# Stated goal
Reproduce only the lines from the line with "In this exercise you will locate the orange safety" to the line with "point(320, 195)", substituting "place" for "drop" and leaving everything else unchanged.

# Data in this exercise
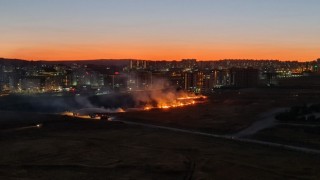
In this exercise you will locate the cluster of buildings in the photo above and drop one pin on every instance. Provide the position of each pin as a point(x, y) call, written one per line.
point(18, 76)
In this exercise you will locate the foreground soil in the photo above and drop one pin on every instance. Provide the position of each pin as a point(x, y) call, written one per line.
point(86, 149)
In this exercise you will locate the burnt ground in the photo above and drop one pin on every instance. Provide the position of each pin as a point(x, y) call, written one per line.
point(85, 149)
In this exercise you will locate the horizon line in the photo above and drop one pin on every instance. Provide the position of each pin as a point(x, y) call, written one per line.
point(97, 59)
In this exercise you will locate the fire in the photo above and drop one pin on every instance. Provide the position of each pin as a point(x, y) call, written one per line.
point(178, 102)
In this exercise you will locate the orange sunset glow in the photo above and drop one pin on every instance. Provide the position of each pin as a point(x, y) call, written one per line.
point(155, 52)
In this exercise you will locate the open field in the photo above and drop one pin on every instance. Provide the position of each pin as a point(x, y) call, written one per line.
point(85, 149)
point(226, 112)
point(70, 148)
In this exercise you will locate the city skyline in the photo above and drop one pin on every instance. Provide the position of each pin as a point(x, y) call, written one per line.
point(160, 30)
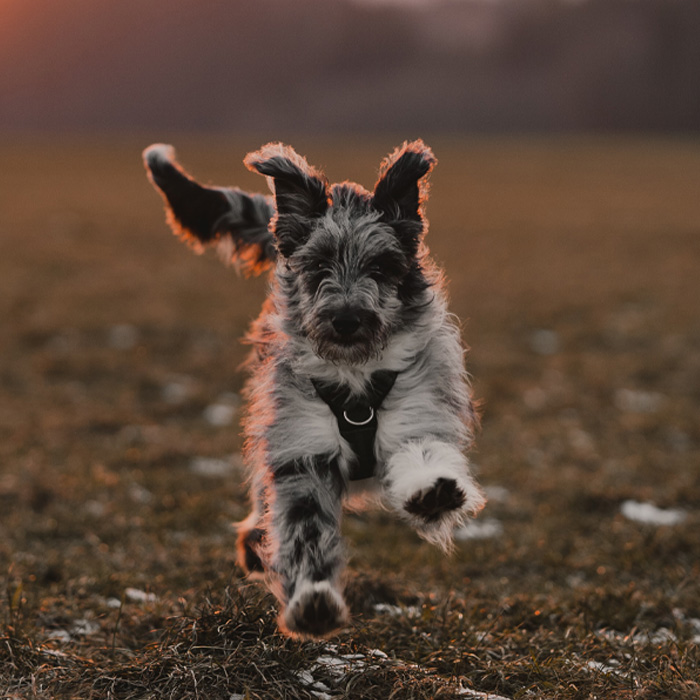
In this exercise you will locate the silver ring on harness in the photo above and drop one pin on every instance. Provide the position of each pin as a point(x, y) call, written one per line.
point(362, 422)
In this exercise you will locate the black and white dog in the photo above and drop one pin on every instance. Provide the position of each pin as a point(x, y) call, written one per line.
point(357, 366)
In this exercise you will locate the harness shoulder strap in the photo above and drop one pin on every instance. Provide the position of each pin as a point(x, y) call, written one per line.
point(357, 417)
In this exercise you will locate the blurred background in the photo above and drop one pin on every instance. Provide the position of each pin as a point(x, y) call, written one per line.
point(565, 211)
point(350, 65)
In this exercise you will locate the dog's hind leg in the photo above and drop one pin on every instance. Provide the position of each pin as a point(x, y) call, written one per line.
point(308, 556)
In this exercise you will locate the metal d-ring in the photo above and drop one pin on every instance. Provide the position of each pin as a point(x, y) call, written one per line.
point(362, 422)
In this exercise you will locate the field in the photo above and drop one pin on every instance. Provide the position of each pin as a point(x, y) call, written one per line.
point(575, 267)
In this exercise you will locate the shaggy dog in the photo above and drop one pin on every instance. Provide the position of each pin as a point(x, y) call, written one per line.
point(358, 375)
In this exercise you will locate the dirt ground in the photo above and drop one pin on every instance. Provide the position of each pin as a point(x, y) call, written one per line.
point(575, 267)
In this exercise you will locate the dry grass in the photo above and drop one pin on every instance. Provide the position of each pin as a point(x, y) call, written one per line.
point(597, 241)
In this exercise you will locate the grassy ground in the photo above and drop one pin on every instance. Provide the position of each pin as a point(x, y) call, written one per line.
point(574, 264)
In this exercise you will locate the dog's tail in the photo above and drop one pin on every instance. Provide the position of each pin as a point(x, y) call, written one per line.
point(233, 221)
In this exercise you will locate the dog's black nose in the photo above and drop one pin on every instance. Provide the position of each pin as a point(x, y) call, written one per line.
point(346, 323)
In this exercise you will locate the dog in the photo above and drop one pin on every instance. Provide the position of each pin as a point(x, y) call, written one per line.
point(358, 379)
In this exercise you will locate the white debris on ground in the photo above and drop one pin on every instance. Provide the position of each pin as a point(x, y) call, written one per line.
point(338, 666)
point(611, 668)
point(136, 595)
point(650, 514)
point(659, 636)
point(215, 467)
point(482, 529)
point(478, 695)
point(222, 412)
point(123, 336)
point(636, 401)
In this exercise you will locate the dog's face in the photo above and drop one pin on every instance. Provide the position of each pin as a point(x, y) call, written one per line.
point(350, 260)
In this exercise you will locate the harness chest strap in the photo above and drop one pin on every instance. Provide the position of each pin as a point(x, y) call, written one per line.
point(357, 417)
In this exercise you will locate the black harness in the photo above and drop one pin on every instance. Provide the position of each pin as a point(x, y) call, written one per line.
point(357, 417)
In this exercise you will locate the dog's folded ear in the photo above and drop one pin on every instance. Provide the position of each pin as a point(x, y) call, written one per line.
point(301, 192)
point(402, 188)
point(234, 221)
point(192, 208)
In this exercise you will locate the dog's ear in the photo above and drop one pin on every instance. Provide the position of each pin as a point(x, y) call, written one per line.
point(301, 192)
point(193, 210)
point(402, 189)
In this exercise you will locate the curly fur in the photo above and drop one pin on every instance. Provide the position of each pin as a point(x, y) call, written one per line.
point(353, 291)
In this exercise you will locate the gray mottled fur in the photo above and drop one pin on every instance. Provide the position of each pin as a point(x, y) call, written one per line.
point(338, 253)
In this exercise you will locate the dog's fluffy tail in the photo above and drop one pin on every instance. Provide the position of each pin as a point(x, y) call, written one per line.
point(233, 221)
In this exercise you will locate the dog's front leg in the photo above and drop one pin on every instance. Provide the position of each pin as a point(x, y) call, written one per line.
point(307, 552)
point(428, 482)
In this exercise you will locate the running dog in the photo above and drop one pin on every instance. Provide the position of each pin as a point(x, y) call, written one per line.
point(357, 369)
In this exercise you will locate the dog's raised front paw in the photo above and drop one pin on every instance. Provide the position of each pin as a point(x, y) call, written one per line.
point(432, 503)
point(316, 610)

---

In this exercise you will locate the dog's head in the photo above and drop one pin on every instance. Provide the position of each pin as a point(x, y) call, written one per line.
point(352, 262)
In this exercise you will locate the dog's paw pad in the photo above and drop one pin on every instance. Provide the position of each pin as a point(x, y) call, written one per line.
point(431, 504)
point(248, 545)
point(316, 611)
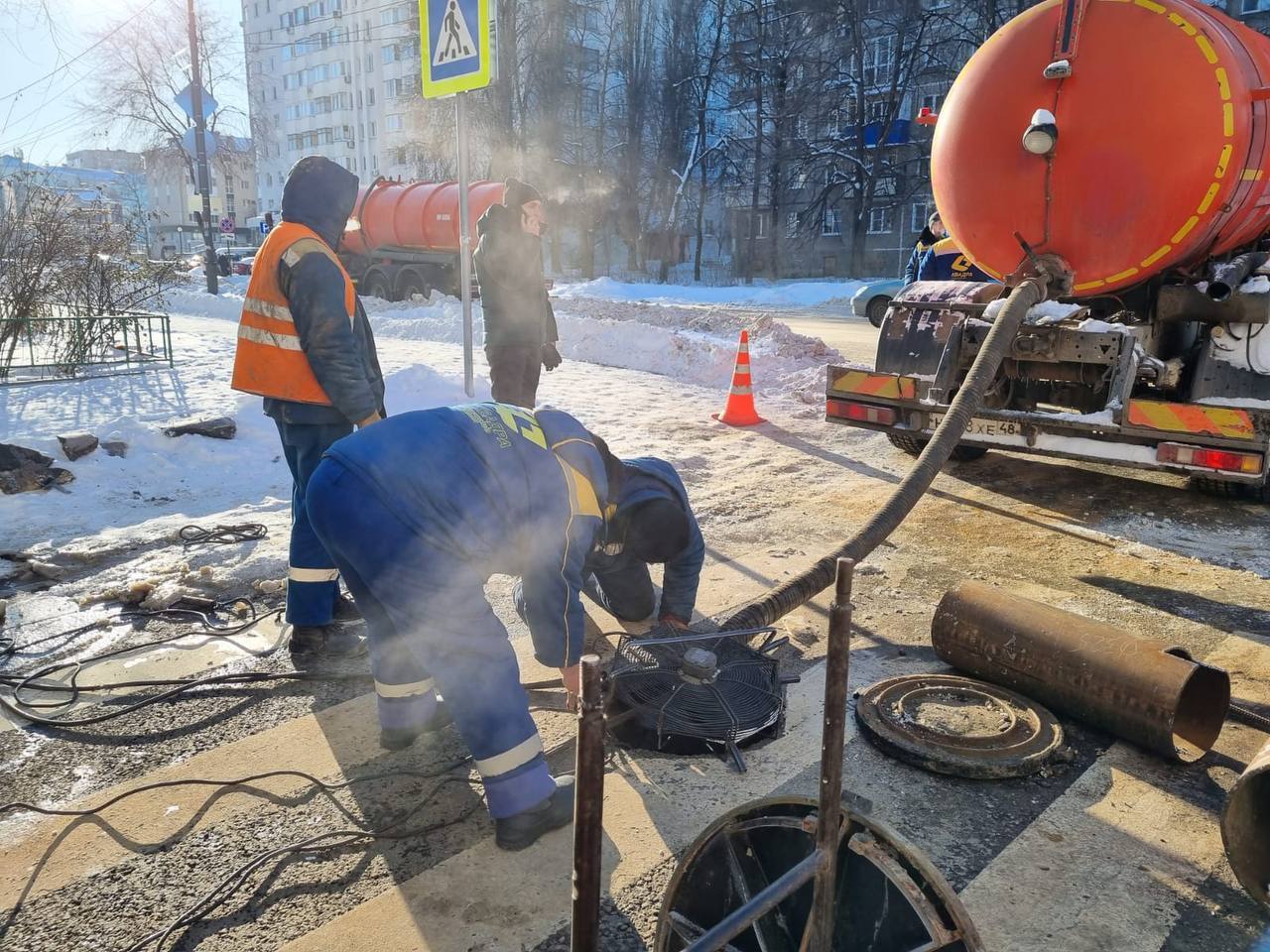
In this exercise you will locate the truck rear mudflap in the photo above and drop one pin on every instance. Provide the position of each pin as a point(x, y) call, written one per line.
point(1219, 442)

---

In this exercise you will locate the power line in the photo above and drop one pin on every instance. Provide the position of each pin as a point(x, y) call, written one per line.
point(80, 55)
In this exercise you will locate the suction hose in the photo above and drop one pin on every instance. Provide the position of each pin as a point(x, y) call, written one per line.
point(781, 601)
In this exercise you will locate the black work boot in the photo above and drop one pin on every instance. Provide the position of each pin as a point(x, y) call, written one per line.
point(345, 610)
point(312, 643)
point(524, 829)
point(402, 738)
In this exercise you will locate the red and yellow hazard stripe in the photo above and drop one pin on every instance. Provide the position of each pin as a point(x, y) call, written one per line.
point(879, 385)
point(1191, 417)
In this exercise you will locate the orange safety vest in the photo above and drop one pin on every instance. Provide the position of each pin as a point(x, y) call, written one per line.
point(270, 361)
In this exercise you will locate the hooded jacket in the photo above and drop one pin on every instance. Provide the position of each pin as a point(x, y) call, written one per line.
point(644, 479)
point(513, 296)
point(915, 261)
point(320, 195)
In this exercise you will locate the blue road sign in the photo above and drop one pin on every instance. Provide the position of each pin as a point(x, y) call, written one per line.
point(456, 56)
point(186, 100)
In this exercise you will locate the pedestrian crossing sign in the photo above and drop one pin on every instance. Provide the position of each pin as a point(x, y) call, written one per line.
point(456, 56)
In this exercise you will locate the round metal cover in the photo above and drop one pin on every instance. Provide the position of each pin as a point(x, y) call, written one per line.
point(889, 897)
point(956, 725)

# Task answer
In this exercise you will locate the orange safety vest in the photo above and place one pin on every instance. Provide the position of each pin as a point(x, y) call, written one per line.
point(270, 361)
In this exercise you will locate the hooded jacket in the photo above and place one pin on every instance. Provide the position of each pin as a point(x, y) call, written one per line.
point(644, 479)
point(513, 296)
point(915, 261)
point(320, 195)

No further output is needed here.